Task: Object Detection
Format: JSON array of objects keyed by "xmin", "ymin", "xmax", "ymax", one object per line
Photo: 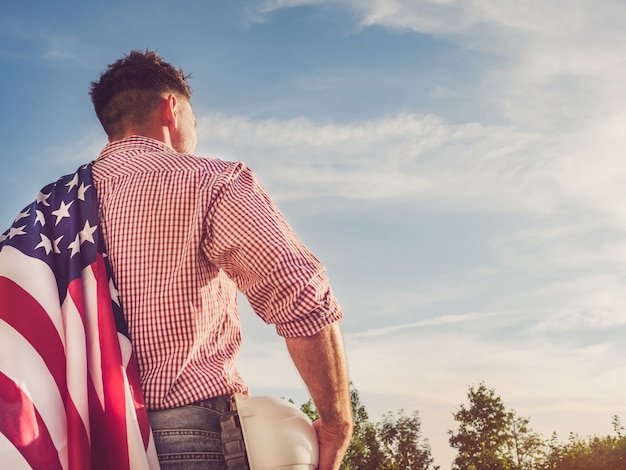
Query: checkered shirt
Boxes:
[{"xmin": 93, "ymin": 136, "xmax": 342, "ymax": 410}]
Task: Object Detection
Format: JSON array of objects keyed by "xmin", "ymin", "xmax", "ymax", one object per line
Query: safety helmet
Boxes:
[{"xmin": 221, "ymin": 394, "xmax": 319, "ymax": 470}]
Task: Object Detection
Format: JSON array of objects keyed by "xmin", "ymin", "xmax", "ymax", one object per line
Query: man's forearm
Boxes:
[{"xmin": 286, "ymin": 323, "xmax": 353, "ymax": 441}]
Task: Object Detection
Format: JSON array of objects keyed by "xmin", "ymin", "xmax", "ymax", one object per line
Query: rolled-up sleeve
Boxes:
[{"xmin": 203, "ymin": 163, "xmax": 342, "ymax": 337}]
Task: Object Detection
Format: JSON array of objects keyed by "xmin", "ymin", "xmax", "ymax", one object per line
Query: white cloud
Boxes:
[{"xmin": 198, "ymin": 114, "xmax": 553, "ymax": 211}]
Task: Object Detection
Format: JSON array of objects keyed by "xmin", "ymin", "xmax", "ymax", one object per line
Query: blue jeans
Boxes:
[{"xmin": 148, "ymin": 396, "xmax": 230, "ymax": 470}]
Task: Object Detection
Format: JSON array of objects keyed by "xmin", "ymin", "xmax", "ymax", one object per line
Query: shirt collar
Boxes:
[{"xmin": 96, "ymin": 135, "xmax": 174, "ymax": 160}]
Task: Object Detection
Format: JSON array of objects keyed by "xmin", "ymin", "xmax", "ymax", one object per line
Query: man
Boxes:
[{"xmin": 90, "ymin": 51, "xmax": 352, "ymax": 470}]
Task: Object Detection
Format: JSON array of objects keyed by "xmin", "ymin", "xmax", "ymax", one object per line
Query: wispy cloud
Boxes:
[{"xmin": 0, "ymin": 16, "xmax": 81, "ymax": 61}]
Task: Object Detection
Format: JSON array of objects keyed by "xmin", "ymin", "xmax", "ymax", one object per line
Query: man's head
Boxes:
[{"xmin": 90, "ymin": 51, "xmax": 195, "ymax": 151}]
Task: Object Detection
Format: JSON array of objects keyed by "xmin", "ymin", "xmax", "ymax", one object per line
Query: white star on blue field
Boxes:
[{"xmin": 0, "ymin": 0, "xmax": 626, "ymax": 469}]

◆ ◆ ◆ ◆ ◆ ◆ ◆

Exactly reproduce the entries above, minus the pictures.

**Written solution:**
Task: Object Detection
Format: JSON array of objects keyed by "xmin", "ymin", "xmax", "ymax", one object per line
Photo: 
Query: checkered shirt
Boxes:
[{"xmin": 93, "ymin": 136, "xmax": 342, "ymax": 410}]
Task: Object Detection
Format: JSON array of objects keyed by "xmin", "ymin", "xmax", "ymax", one object per line
Query: safety helmet
Boxes:
[{"xmin": 221, "ymin": 394, "xmax": 319, "ymax": 470}]
Task: Object Detection
Format: JSON array of objects keyed by "xmin", "ymin", "xmax", "ymax", one object per line
Query: man's forearm
Boxes:
[{"xmin": 286, "ymin": 323, "xmax": 353, "ymax": 441}]
Task: Object Detection
Format: JSON array of objects keyed by "xmin", "ymin", "xmax", "ymax", one object per line
Query: rolled-up sleeve
Boxes:
[{"xmin": 203, "ymin": 163, "xmax": 342, "ymax": 337}]
Task: Object Detection
Format: JSON array of objects keyed by "xmin", "ymin", "xmax", "ymax", one object per line
Query: white cloud
Boxes:
[{"xmin": 198, "ymin": 114, "xmax": 553, "ymax": 211}]
Task: Object Detection
Format: JSON array of objects keyed by "xmin", "ymin", "xmax", "ymax", one object per line
Query: blue jeans
Boxes:
[{"xmin": 148, "ymin": 396, "xmax": 230, "ymax": 470}]
Task: Object Detection
Format: JSON array of objects keyed by "xmin", "ymin", "xmax", "ymax", one object per line
Query: shirt collar
Boxes:
[{"xmin": 96, "ymin": 135, "xmax": 174, "ymax": 160}]
Task: Object Detection
Format: JSON array of objects keyed by "xmin", "ymin", "xmax", "ymax", one object per line
Query: man
Boxes:
[{"xmin": 90, "ymin": 51, "xmax": 352, "ymax": 470}]
Task: Object Detection
Format: JSON array of objects keyed by "xmin", "ymin", "xmax", "ymax", one object per line
Query: wispy cloud
Boxes:
[{"xmin": 0, "ymin": 16, "xmax": 81, "ymax": 61}]
Task: Object Detection
Format: JSON array of objects keyed by "xmin", "ymin", "xmax", "ymax", one object per line
Query: man's head
Boxes:
[{"xmin": 90, "ymin": 51, "xmax": 195, "ymax": 151}]
Task: Object Detection
Format: JSON array of objects keyed by "xmin", "ymin", "xmax", "ymax", one object per line
Query: white star on blue field
Boxes:
[{"xmin": 0, "ymin": 0, "xmax": 626, "ymax": 469}]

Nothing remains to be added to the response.